STATED GOAL: Reproduce the following lines word for word, leaving out the picture.

— Begin DATA ROWS —

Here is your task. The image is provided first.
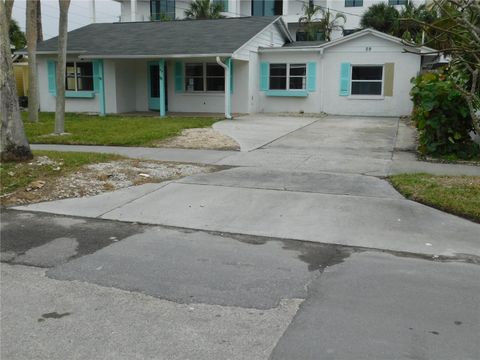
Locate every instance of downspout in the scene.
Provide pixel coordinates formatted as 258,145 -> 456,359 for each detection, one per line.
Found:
217,56 -> 232,119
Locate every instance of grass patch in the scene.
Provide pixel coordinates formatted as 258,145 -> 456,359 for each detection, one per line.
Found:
22,112 -> 220,146
0,151 -> 122,195
389,174 -> 480,222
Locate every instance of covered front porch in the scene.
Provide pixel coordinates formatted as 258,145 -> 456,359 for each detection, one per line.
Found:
98,56 -> 239,119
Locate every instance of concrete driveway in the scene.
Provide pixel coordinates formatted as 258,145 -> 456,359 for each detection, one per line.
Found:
1,116 -> 480,360
14,116 -> 480,256
213,114 -> 318,151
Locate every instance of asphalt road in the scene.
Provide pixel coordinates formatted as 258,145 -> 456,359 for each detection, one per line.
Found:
1,210 -> 480,360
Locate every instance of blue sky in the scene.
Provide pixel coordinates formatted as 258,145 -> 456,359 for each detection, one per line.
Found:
12,0 -> 120,39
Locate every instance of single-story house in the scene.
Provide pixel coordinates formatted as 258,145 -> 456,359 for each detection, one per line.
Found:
21,17 -> 436,118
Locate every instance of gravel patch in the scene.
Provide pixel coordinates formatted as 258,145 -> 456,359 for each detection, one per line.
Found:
2,157 -> 219,205
153,128 -> 240,150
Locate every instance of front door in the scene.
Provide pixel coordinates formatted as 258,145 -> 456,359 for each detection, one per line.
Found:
148,62 -> 168,111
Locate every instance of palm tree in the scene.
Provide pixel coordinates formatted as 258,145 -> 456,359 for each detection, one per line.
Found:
298,2 -> 347,41
360,3 -> 400,35
26,0 -> 38,122
0,0 -> 32,161
318,8 -> 347,41
55,0 -> 70,134
298,3 -> 322,40
8,19 -> 27,50
185,0 -> 224,20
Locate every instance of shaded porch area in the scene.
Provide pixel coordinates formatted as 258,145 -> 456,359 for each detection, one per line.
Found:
104,57 -> 240,118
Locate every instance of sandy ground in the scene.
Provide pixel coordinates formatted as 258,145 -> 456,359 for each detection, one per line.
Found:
2,156 -> 217,206
154,128 -> 240,150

— End DATA ROWS —

WRITTEN ANSWER:
Here is your task. The image is provided first.
Locate every instance of downspout in the scene.
Provide pixel coordinates formatted as 258,145 -> 456,359 for each detection, one per line.
Found:
217,56 -> 232,119
Locate every instance of grass patch in the scene.
Provide pixel coordinates formatted as 258,145 -> 456,359 for each detection, one per line.
Found:
22,112 -> 220,146
0,151 -> 122,195
389,174 -> 480,222
Locate every instance of covered front porch in the scene.
Provide pixel coordinates formatted as 258,145 -> 456,359 for each detection, one per line.
Found:
98,56 -> 239,119
Locate every instance of concrete driveway in the scene.
Provide pixel coordinates formatted as 258,145 -> 456,359 for each detection, one per line.
Found:
1,116 -> 480,360
14,116 -> 480,256
213,114 -> 318,151
Locate every instance of asphalt road in the scene.
Provide pixel coordinates formatted as 258,145 -> 456,359 for each detection, one per line.
Found:
1,210 -> 480,360
Locate every instance of blue sky in the scene.
Provide pixel coordinates formatted as 258,145 -> 456,359 for each detection, one per line.
Found:
12,0 -> 120,39
Locate every instance of single-story house in the scene.
Provide pixel coordinates formatted as 258,145 -> 456,359 for each detection, one per line.
Found:
21,17 -> 436,118
Locate every instance of gravel patch in the scene.
Provide pixel coordinates formatted as 258,145 -> 456,359 for each detection, one per line.
Found:
2,157 -> 219,205
153,128 -> 240,150
Locate every instance of front door in the scene.
Provide pixel coordinates formatted as 258,145 -> 456,359 for each detection, one per line.
Found:
148,62 -> 168,111
Locate every instance of palm tree in the scene.
Provide pixel coordinates formatted as 258,145 -> 456,359 for each detection, one per line.
Found:
298,2 -> 347,41
360,3 -> 400,35
26,0 -> 38,122
0,0 -> 32,161
318,8 -> 347,41
55,0 -> 70,134
298,3 -> 322,40
8,19 -> 27,50
185,0 -> 224,20
Locate every instance of shaded porch area in the scene.
Provide pixel coordinates formatted as 258,145 -> 456,359 for each detection, one per line.
Found:
104,57 -> 240,118
Locate every instance of sandy ground in the scene.
Provide pixel coordinates formatted as 258,145 -> 456,359 for each detection, one per line.
Found:
2,156 -> 217,206
154,128 -> 240,150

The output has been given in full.